СТРАНИЦА>

══════════════════════════════

И женщин! Дайте нам женщин-обрубков, таких же, как мы. С руками и ногами целыми, с глазами видящими и лживыми, они будут презирать нас и отталкивать. Пусть они будут обрубками: мы оставим им только груди. Мы будем сползать и соединяться без рук и без ног. И пусть родятся у нас такие же дети.
Все перестроить! Пусть одеждой человеку будет мешок, а работать он будет зубами. Только слепым и безумным оставить право иметь конечности, — пусть водят и носят других калек. Не все ли равно: разве не водили нас и раньше слепые и безумные? Если захотят того глухие и немые, — всем здоровым вырвать языки и проткнуть уши каленой иглой! И старым, и детям, и девушкам.
Пусть будет тишина в мире, придумавшем боевые марши и гимны, барабанный бой и грохочущее орудие.
Кошмар — кошмар — из отрубленных ног костры на площадях. Вокруг костров быстрой каруселью летят коляски безногих — бунт безногих — шабаш уродов, — а безумные бросают в огонь ненужные больше книги, стулья, рояли, картины, обувь, главное — обувь, и еще перчатки, обручальные кольца, — весь хлам, нужный только целым, которых больше нет и не будет. Теперь вы поняли!»
Грезы искалеченного человека исполнены ужасающего сюрреализма. В этом кошмаре торжествует эстетика уродливого, и не снившаяся декадентам: «Высшая красота — рубец и культяпка. Кто больше изрублен и изрезан — тот всех прекрасней. Кто смеет думать иначе — на костер. Вымарать на иконах и на картинах руки и ноги, изуродовать лица, чтобы прежней красоты не оставалось и в памяти. Опрокинуть и разбить в музеях античные статуи, оставив только мраморные торсы да бюсты с отбитыми носами. Воздвигнуть на больших площадях копии ватиканского торса Геркулеса, — единственная достойная статуя, идеал красоты повоенной!
Миром будет править синяя, блестящая культяпка. А провалится мир — туда ему и дорога!»
Стольников, лишившийся рук и ног, одержим маниакальной идеей — превратить собственную волю в новый орган тела, сдвинуть усилием мысли, взглядом бронзовый шарик на столе: «Комната Стольникова была во втором этаже. Когда Григорий вывозил Обрубка на прогулку, он сначала спускал по лестнице кресло, затем, как ребенка, сносил Обрубка на руках.

══════════════════════════════

ИСХОДНЫЕ ДАННЫЕ>
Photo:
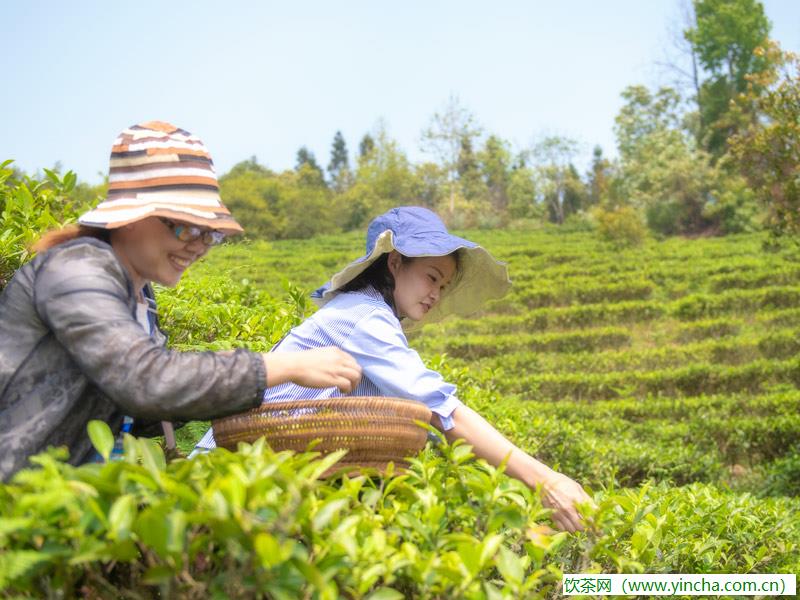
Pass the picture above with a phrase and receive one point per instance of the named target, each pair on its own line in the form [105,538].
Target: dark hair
[380,277]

══════════════════════════════

ЗАДАНИЕ> Воспроизведите дословно текст страницы выше: всё, начиная с «И женщин! Дайте» и вниз до «детям, и девушкам.».

РЕШЕНИЕ ЗАДАНИЯ>
И женщин! Дайте нам женщин-обрубков, таких же, как мы. С руками и ногами целыми, с глазами видящими и лживыми, они будут презирать нас и отталкивать. Пусть они будут обрубками: мы оставим им только груди. Мы будем сползать и соединяться без рук и без ног. И пусть родятся у нас такие же дети.
Все перестроить! Пусть одеждой человеку будет мешок, а работать он будет зубами. Только слепым и безумным оставить право иметь конечности, — пусть водят и носят других калек. Не все ли равно: разве не водили нас и раньше слепые и безумные? Если захотят того глухие и немые, — всем здоровым вырвать языки и проткнуть уши каленой иглой! И старым, и детям, и девушкам.